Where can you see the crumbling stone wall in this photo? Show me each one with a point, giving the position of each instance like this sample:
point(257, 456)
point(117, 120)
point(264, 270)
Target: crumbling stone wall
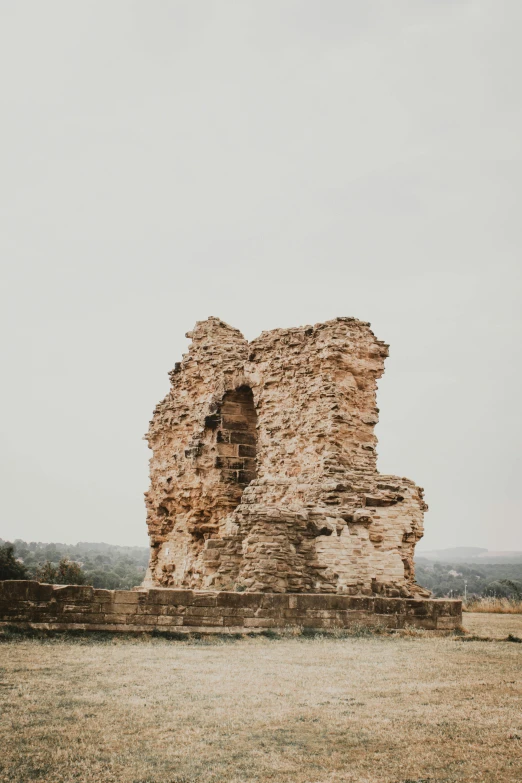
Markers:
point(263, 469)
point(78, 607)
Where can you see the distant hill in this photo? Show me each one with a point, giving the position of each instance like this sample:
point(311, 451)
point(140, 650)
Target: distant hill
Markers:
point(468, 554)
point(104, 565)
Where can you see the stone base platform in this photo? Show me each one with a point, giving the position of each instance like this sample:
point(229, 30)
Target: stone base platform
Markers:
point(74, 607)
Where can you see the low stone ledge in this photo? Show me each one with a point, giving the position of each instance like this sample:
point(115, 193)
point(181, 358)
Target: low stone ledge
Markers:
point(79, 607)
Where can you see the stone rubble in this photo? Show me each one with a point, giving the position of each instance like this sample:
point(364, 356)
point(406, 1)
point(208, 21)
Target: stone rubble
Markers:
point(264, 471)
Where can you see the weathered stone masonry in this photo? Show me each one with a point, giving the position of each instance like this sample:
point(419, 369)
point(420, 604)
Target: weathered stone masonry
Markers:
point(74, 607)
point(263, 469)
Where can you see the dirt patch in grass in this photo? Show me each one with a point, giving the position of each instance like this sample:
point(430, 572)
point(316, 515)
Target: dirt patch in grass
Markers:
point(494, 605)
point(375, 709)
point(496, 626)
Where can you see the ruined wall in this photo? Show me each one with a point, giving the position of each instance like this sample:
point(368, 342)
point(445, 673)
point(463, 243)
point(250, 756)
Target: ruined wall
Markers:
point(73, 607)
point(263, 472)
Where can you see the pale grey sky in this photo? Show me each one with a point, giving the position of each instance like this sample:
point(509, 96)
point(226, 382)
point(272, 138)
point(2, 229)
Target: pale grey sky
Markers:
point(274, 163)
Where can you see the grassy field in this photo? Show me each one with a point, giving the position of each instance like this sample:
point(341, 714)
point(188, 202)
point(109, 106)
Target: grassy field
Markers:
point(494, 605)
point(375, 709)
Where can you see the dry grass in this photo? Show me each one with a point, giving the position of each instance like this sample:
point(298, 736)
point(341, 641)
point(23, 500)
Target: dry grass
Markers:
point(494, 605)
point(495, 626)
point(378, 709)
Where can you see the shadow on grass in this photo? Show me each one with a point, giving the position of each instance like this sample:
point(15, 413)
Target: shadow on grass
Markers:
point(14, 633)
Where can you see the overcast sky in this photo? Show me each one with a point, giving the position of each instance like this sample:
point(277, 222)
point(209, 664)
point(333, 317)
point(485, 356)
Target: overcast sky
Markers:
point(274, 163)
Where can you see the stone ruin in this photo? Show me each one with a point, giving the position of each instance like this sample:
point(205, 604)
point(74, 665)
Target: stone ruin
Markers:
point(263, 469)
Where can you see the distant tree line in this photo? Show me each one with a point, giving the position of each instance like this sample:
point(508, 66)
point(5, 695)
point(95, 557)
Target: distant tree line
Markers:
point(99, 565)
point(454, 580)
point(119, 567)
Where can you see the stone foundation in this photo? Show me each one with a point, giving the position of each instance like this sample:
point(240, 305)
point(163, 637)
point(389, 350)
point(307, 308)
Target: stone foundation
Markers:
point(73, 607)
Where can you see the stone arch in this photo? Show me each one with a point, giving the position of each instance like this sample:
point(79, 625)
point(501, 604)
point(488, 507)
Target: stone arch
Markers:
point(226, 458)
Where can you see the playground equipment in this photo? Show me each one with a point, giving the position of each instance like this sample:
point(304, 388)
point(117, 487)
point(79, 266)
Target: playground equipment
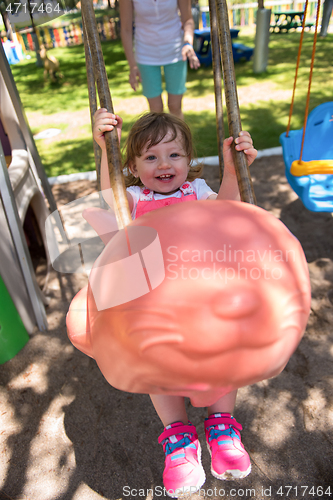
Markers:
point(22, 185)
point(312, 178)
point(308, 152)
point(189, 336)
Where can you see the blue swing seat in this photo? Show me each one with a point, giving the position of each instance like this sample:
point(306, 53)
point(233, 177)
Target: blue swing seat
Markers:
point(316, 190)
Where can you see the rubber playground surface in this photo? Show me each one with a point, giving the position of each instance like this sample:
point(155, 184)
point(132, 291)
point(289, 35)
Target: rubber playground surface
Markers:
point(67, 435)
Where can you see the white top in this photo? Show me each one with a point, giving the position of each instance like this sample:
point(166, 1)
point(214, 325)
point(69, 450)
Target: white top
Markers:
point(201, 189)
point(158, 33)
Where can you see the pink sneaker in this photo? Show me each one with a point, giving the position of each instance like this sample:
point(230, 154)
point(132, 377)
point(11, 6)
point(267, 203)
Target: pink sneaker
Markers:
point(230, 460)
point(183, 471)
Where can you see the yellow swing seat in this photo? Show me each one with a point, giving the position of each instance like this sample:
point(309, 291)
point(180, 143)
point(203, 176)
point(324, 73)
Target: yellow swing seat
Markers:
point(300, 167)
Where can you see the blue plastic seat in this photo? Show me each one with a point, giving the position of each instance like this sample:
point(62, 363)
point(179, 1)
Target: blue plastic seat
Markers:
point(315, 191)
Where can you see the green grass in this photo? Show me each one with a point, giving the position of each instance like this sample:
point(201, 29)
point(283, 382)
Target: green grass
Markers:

+++

• **WORK INSTRUCTIONS**: Please reproduce verbatim the part of the entries that opens with the line containing "Where can you see the stone arch" and closes with the line containing "point(226, 458)", both lines included, and nothing else.

• **RESULT**:
Where can you see the stone arch in this photo? Show me each one with a point, giving the position of each instance like this sample:
point(79, 625)
point(501, 604)
point(488, 507)
Target: stone arch
Markers:
point(226, 458)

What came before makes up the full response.